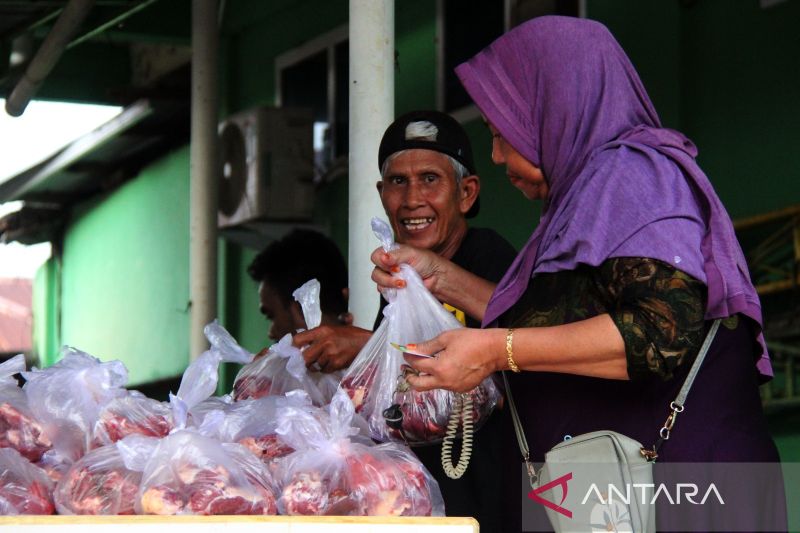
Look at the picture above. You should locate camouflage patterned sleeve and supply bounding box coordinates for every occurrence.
[597,257,707,380]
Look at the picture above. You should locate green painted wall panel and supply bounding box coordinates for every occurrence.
[681,0,800,218]
[394,0,437,116]
[62,148,189,385]
[33,257,61,367]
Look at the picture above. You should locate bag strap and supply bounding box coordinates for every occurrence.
[502,318,721,488]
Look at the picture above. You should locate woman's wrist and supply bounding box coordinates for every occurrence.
[483,328,508,372]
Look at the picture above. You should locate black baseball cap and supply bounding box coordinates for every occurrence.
[378,111,480,218]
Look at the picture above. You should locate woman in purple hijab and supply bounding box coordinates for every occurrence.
[373,17,780,528]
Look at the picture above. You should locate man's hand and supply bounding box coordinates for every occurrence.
[292,326,372,372]
[370,244,451,297]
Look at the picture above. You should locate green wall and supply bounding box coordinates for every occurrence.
[32,257,61,368]
[681,0,800,218]
[61,148,189,385]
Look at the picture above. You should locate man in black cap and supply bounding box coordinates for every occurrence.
[294,111,521,532]
[294,111,516,364]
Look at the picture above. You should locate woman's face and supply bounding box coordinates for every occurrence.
[487,123,550,200]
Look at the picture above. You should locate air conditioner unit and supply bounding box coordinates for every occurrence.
[218,107,314,228]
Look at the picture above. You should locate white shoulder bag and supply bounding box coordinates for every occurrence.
[503,319,720,533]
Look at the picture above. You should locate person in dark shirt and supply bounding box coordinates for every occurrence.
[294,111,519,532]
[247,229,352,342]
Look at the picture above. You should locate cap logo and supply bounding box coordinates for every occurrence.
[406,120,439,142]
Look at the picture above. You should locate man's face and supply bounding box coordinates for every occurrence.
[258,281,306,341]
[378,149,479,258]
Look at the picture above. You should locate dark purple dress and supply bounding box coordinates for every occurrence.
[499,258,785,531]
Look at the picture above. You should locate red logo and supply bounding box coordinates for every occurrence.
[528,472,572,518]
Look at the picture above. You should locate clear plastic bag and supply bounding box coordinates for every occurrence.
[169,320,253,428]
[53,435,157,515]
[0,448,55,515]
[277,386,444,516]
[194,390,317,468]
[0,354,53,462]
[133,430,277,515]
[93,391,174,448]
[233,279,341,406]
[23,346,128,463]
[341,219,500,445]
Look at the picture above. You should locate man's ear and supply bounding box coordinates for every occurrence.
[458,174,481,215]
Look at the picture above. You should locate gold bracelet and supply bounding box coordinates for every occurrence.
[506,328,520,372]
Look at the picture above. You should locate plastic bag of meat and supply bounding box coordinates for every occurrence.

#####

-- Goal of the exercise --
Rewrite the material from the line containing "Look at the picture above. You should locate woman in" down to the line containing "[373,17,780,528]", keeping every line in that span. Add 130 to each bounding box coordinate and change nothing else.

-- Task result --
Look at the picture above. You should locate woman in purple hijab and supply bounding box coordinates for every occurrence.
[503,147,910,658]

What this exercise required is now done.